[Referring expression pointing data]
· · · ·

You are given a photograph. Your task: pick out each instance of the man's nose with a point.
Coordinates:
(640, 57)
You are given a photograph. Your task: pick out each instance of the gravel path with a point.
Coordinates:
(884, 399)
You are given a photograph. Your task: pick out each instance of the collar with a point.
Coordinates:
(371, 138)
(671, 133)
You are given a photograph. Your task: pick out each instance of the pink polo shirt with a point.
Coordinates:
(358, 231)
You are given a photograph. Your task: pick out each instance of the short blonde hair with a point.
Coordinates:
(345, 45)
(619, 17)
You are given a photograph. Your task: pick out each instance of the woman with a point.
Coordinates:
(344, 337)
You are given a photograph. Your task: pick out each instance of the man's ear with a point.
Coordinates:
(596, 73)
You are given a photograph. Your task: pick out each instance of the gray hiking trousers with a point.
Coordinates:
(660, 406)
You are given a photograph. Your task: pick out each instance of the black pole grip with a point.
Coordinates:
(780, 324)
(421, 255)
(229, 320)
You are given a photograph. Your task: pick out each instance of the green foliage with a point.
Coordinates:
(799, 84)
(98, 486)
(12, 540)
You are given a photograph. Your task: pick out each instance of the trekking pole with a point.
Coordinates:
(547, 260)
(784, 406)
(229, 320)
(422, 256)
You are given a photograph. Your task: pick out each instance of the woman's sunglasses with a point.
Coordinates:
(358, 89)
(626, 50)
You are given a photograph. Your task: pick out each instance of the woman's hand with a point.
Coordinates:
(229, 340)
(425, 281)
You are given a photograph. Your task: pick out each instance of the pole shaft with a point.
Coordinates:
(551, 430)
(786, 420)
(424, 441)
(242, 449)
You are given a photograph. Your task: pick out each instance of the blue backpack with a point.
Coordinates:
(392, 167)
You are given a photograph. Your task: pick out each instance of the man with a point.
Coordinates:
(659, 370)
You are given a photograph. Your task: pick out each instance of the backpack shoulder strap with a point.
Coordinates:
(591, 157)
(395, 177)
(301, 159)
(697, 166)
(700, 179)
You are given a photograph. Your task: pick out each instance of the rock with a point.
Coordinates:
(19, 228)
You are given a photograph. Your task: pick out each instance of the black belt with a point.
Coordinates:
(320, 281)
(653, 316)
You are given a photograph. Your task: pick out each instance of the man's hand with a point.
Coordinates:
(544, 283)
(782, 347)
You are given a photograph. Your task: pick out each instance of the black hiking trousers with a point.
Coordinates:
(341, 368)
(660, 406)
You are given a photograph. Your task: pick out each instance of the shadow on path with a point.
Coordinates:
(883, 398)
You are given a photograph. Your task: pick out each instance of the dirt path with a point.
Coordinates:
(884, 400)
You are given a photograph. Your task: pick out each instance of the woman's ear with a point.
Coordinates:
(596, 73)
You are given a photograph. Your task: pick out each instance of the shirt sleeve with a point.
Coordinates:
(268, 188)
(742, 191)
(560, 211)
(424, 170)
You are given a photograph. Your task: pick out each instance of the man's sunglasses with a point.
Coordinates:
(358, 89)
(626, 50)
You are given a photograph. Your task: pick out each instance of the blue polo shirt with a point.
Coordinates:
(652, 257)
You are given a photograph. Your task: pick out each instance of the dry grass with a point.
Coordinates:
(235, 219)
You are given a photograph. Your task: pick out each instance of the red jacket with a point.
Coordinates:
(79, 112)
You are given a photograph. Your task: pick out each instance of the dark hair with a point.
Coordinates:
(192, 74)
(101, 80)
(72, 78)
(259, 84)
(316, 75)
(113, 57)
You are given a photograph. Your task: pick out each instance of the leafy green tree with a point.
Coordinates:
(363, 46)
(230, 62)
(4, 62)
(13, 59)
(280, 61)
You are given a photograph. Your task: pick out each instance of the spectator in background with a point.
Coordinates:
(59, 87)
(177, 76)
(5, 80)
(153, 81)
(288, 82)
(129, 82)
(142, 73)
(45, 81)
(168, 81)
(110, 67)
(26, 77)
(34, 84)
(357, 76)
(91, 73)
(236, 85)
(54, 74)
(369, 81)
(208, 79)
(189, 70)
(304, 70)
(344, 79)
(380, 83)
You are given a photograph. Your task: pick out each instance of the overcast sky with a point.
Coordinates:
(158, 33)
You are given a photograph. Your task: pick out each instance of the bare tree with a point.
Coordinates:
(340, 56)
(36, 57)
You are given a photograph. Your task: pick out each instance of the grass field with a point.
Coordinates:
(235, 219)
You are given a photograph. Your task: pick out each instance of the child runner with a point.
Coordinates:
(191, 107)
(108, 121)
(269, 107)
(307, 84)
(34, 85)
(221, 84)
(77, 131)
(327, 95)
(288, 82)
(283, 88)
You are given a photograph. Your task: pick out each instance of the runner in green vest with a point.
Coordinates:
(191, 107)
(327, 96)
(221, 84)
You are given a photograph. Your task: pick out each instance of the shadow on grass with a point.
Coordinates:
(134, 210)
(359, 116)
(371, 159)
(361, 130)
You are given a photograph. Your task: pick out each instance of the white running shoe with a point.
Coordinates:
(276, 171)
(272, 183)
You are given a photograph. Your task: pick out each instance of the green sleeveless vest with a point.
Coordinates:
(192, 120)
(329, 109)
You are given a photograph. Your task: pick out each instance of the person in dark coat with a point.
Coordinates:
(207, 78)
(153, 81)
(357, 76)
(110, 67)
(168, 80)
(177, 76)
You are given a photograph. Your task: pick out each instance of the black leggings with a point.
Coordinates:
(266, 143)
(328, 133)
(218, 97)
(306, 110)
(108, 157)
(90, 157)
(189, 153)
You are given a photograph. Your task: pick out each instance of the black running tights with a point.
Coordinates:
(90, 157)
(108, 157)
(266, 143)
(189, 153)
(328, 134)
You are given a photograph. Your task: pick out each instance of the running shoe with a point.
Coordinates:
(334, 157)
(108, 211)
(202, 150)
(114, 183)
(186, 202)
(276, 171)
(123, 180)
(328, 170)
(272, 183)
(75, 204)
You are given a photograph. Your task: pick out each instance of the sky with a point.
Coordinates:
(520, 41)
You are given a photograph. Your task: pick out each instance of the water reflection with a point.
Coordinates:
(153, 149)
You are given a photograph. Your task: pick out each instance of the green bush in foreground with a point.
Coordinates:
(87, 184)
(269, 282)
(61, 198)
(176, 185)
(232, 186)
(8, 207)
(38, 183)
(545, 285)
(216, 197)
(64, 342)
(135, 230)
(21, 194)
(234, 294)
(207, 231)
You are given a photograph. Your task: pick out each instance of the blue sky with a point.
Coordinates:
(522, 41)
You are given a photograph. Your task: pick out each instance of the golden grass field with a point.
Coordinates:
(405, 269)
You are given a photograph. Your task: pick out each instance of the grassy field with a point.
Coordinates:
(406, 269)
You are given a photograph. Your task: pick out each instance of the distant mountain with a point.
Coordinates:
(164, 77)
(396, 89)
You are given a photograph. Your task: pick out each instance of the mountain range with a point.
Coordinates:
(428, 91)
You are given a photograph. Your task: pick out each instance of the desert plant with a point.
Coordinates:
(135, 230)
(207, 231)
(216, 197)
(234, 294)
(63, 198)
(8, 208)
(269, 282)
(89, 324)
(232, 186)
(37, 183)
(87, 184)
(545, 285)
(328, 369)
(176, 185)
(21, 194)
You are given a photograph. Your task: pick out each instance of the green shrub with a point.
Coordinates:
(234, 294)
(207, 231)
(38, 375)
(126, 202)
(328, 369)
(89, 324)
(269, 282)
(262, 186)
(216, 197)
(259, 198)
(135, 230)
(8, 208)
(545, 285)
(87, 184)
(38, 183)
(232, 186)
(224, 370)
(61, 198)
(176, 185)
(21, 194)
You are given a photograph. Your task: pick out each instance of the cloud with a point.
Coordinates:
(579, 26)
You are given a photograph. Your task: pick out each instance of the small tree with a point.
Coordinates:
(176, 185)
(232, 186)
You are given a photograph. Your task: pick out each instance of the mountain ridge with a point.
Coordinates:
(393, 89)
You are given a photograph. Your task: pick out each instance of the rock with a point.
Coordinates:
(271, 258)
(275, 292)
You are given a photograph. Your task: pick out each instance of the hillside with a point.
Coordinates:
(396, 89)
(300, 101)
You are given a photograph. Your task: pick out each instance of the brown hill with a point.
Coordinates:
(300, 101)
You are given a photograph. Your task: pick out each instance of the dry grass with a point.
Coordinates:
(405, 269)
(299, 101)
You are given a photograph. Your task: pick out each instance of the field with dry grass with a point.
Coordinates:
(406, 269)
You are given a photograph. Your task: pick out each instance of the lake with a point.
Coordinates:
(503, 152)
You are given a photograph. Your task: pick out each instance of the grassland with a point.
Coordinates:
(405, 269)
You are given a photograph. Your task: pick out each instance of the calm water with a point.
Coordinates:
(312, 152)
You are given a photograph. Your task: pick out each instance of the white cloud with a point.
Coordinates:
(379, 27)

· · · ·

Say how many lines of the records include the string "running"; the number alone is enough.

Exercise response: 3